Recorded information Block Start
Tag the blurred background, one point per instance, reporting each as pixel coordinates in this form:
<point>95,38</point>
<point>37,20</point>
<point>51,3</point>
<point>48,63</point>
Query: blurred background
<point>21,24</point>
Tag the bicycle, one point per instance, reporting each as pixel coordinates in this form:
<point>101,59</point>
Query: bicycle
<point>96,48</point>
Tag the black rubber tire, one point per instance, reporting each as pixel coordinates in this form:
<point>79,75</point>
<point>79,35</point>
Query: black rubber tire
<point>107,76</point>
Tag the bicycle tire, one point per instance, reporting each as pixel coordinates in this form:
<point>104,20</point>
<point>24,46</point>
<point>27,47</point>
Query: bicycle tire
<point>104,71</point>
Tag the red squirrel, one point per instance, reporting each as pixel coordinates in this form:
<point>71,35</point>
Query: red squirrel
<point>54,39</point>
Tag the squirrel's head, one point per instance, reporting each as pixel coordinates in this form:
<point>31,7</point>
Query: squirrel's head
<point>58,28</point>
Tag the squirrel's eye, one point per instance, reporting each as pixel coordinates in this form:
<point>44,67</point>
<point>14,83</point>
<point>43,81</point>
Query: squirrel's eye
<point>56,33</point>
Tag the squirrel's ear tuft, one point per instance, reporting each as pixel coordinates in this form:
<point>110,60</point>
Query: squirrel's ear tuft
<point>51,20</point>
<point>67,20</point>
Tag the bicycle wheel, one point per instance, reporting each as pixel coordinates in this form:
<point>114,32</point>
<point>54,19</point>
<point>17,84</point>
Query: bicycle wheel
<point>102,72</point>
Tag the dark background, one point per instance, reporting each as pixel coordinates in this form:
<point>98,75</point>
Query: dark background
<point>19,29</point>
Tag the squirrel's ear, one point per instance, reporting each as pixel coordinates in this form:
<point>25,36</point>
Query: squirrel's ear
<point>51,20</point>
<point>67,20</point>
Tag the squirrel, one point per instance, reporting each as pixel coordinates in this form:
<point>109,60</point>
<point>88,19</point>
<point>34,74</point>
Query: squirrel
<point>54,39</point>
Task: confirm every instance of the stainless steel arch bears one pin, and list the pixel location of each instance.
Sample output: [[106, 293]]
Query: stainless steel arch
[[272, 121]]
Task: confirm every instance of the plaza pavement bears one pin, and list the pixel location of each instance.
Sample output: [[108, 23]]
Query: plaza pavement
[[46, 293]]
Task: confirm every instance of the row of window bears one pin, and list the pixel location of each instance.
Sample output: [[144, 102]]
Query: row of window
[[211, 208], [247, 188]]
Recorded information Block End
_About this task_
Word for word, restate the lines running from the one containing "<point>109,60</point>" through the final line of the records above, and nothing besides.

_Task output_
<point>109,60</point>
<point>88,19</point>
<point>34,74</point>
Query: squirrel
<point>54,39</point>
Task: confirm every instance of the stainless steel arch bears one pin, and list the pixel location of each instance.
Sample output: [[106, 293]]
Query: stainless steel arch
[[272, 121]]
Task: confirm every instance of the plaza pavement bears one pin, and list the pixel location of each instance.
Sample output: [[108, 23]]
Query: plaza pavement
[[46, 293]]
Task: confirm every instance of the row of window bears one pin, and list the pixel location of each instance.
Sample output: [[144, 102]]
Query: row of window
[[211, 208], [247, 188]]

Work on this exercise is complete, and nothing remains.